Image point grounding data
+===+
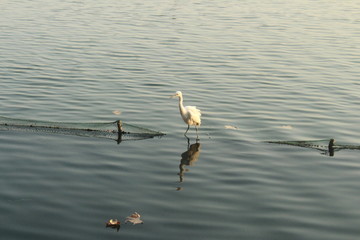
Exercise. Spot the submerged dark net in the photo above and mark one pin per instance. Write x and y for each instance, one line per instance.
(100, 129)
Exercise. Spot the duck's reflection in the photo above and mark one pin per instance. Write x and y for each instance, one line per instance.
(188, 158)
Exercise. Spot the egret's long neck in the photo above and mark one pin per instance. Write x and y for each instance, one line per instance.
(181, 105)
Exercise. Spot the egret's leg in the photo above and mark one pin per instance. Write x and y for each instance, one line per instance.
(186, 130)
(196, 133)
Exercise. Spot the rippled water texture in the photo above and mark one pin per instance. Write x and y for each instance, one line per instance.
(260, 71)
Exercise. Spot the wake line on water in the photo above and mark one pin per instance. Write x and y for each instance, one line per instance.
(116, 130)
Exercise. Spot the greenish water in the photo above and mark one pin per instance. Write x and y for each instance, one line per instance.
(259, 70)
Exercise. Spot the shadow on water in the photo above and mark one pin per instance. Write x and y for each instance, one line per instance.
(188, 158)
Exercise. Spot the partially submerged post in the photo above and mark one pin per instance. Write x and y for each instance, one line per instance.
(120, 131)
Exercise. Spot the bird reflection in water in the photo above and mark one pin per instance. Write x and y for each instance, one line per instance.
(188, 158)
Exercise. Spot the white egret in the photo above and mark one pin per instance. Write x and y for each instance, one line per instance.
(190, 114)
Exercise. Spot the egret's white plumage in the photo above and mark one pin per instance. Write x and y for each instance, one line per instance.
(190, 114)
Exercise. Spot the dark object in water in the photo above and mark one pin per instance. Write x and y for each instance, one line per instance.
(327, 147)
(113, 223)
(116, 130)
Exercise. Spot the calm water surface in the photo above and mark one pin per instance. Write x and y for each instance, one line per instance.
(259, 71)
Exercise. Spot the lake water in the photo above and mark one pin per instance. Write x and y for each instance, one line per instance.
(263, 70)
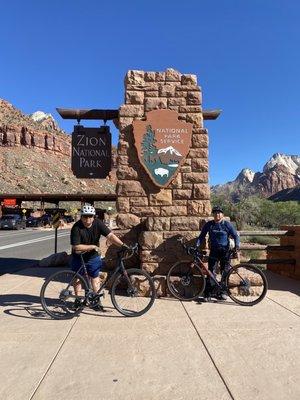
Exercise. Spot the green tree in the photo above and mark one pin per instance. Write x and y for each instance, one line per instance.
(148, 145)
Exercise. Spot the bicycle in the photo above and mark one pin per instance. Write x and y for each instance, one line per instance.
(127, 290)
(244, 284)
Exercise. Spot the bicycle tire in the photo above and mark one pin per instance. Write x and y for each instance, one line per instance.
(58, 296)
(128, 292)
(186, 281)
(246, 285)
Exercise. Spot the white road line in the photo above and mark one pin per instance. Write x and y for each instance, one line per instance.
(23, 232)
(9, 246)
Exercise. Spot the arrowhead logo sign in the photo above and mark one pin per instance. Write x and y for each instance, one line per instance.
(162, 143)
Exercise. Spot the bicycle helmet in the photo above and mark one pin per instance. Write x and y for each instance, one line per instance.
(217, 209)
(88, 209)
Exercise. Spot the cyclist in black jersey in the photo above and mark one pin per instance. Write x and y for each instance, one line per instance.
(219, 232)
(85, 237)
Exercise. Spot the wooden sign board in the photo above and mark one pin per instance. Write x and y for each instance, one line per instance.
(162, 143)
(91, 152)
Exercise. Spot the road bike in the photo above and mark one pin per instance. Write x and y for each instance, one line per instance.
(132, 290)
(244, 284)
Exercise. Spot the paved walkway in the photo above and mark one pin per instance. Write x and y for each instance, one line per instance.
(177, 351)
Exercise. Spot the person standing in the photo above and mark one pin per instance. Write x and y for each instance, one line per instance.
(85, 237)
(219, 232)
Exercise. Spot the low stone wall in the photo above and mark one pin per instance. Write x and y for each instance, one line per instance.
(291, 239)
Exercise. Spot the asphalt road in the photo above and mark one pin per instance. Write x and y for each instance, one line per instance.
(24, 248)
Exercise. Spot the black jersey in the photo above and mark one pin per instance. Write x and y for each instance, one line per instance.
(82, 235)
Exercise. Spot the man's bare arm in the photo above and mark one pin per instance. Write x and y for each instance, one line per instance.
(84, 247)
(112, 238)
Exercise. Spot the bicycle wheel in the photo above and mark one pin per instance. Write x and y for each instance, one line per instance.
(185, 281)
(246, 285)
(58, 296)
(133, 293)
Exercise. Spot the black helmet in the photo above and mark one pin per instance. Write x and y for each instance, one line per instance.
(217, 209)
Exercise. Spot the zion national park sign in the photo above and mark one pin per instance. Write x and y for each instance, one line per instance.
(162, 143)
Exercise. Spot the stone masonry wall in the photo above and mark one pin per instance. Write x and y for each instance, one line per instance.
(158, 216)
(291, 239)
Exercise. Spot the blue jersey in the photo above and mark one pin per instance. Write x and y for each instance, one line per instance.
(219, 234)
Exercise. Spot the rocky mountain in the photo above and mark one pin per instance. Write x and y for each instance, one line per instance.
+===+
ABOUT THIS TASK
Could you print all of the entries above exactly as written, minus the pictures?

ANSWER AREA
Exercise. Spot the submerged dark net in the photo above and mark one pin per instance. Write x and y for each instance, one line per instance.
(100, 129)
Exercise. Spot the duck's reflection in the photo above and mark one pin per instance. Write x and y for each instance, one line per instance.
(188, 158)
Exercise. Spot the egret's long neck in the photo above and mark one pin per instance. Write x and y for each instance, one line per instance.
(181, 105)
Exercise. Spot the egret's leg in the photo above and mark one pin per instance. Write x and y for each instance, one line per instance.
(186, 130)
(196, 133)
Exercise. Spot the rippled water texture in the photo above and mark one pin per instance. Write x and y for each instance, one line per instance.
(260, 71)
Exercise. Spot the wake line on water in the photo above and mark one pin per instance. Write x and y for each instance, one line per instance.
(116, 130)
Exercise. Spot the greenish water in the photo above and mark one pin per instance. Write x and y for each instance, one line per instance.
(259, 70)
Exercise. Spot the shadow on water in the photo above and mark one pin per instance. Write x and y for each instance, one line per instance.
(188, 158)
Exercise. Spot the partially submerged post in the photo above and mark one pin per instance. Write x and y for each instance, one line per instance.
(120, 131)
Exercise. Spot the bird reflection in water in the photo above and mark one pin per instance. Write x and y for each instance, one line per instance.
(188, 158)
Exercise. Spot the white egret in the photo above and mark one pin per instance. Write x and y for each instance, one line per instance.
(190, 114)
Exercise. Spot the egret's white plumage in the photo above and mark one pin per instance. Write x and y for each instance, one line per instance.
(190, 114)
Exercise. Spot the dark object in water in the photo above and mark one pin per instance. Write x and y for each instance, one line per instance.
(327, 147)
(113, 223)
(116, 130)
Exercise. Spot the calm water surface in the photo above and mark one pin per instance. Write x and y for each instance, one line per instance.
(259, 71)
Exercise. Spot the lake water in the photo above and mark one pin per instance. Write x and y for each instance, one line per instance.
(263, 70)
Exercise. Spot the green tree in the photo above and mark one pin per instance. Write x and y for each instance, one line per instance.
(148, 145)
Exercise. Spot the bicycle in the photo above and mark one pin per instance. Write x and y for each instance, one line per instance.
(127, 290)
(244, 284)
Exercise. Spot the bicycle tire in the photo above and mark one pin per instance. Write x and y for each instance, one line per instance.
(58, 296)
(128, 292)
(186, 281)
(246, 285)
Exercise. Spot the white road line in the photo above and mark one pin per instance. Write x and y for each instance, one line per instance.
(23, 232)
(9, 246)
Exercise. Spot the arrowhead logo sign in the photo above and mark one pin per instance. Write x and y for each instance, one line per instance.
(162, 143)
Exercise. Spot the bicycle helmet in the photo above and mark one pin per instance. Write x and y for each instance, one line per instance.
(217, 209)
(88, 209)
Exercise. Spot the cyclist in black jersey in the photo above and mark one pin per instance. Write x and y for each instance, one line per instance.
(219, 232)
(85, 237)
Exercise. Spot the wooden sign board in the photo above and mark one pin per instance. Write x and y for each instance, one line per instance.
(162, 143)
(91, 152)
Exercise. Spot the road bike in the photo above and mark one pin per instance. Write x and y for each instance, one line per instance.
(132, 290)
(244, 284)
Exercise. Spot the paved walkway in the photo above and mark one pin per instance. Write x and y for each instance, one line per instance.
(177, 351)
Exercise. Spot the person standing in the photo above and mark one pin per instance. Write x and y for each instance, one line per instance.
(85, 237)
(219, 232)
Exercise. Spot the low stone wall in the photo above and mark one pin per instance. Write x and y for each instance, one line per instance.
(291, 239)
Exercise. Spot the asphalt road in the photo above and mark one pin per instance. Write x and y for each instance, one line per instance.
(24, 248)
Exercise. Spot the black jersey in the photo above and mark one pin per instance. Write x and y for each instance, one line per instance.
(82, 235)
Exercise. Spot the man's bare arm in the photo above and mark one pin per instance. Write x and y for each instance, one line per instance.
(84, 247)
(112, 238)
Exercise. Spot the bicycle wheel in the photo above and mark one pin per instance. Write x and y for each instance, one line per instance.
(185, 281)
(246, 285)
(58, 296)
(133, 293)
Exercise. Spot the black helmet in the photo above and mark one pin per instance. Write x and y for each instance, one line per instance.
(217, 209)
Exercise. Spot the zion national park sign in the photo above and mark one pin per instance. Write x and y for each instance, one line per instance.
(162, 143)
Exercise. Spot the stone masonry wall in the photo above and mark one pin per instance. Write x and y for each instance, one line per instance.
(158, 216)
(291, 239)
Exercise. Spot the blue jersey in the photo above and mark one pin per instance. Write x and y for each instance, one line per instance.
(219, 234)
Exercise. Spot the rocky mountain in the photo above and mark one pin per instance. Write x and y for each instance, one line per instance.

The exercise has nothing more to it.